=== Required work ===
Give these lines again with "visible" swapped for "unoccluded" wherever it occurs, changing nothing else. Leave the pictures out of your answer.

=== Provided data ===
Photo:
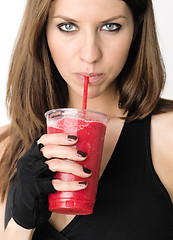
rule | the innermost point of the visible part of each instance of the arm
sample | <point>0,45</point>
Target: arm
<point>162,148</point>
<point>12,229</point>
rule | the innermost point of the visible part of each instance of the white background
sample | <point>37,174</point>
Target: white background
<point>11,15</point>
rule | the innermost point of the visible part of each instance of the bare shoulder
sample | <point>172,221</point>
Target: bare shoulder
<point>162,148</point>
<point>3,145</point>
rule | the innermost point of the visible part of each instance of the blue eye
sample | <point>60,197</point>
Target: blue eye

=== Answer to this problem ===
Photo:
rule | the innermost point of the unoccluded part of each instance of the arm
sample | <point>0,45</point>
Target: arm
<point>162,148</point>
<point>12,229</point>
rule | the innermost point of the unoccluded part of each instance of the white background
sample | <point>37,174</point>
Target: white background
<point>11,15</point>
rule | the innermost point of the unoccluded part of each instance of the bare shoulder
sample | <point>172,221</point>
Target: bare shoulder
<point>162,148</point>
<point>3,145</point>
rule | the innermost point of the unoccluded part of each instance of the blue eye
sample | <point>60,197</point>
Target: blue eye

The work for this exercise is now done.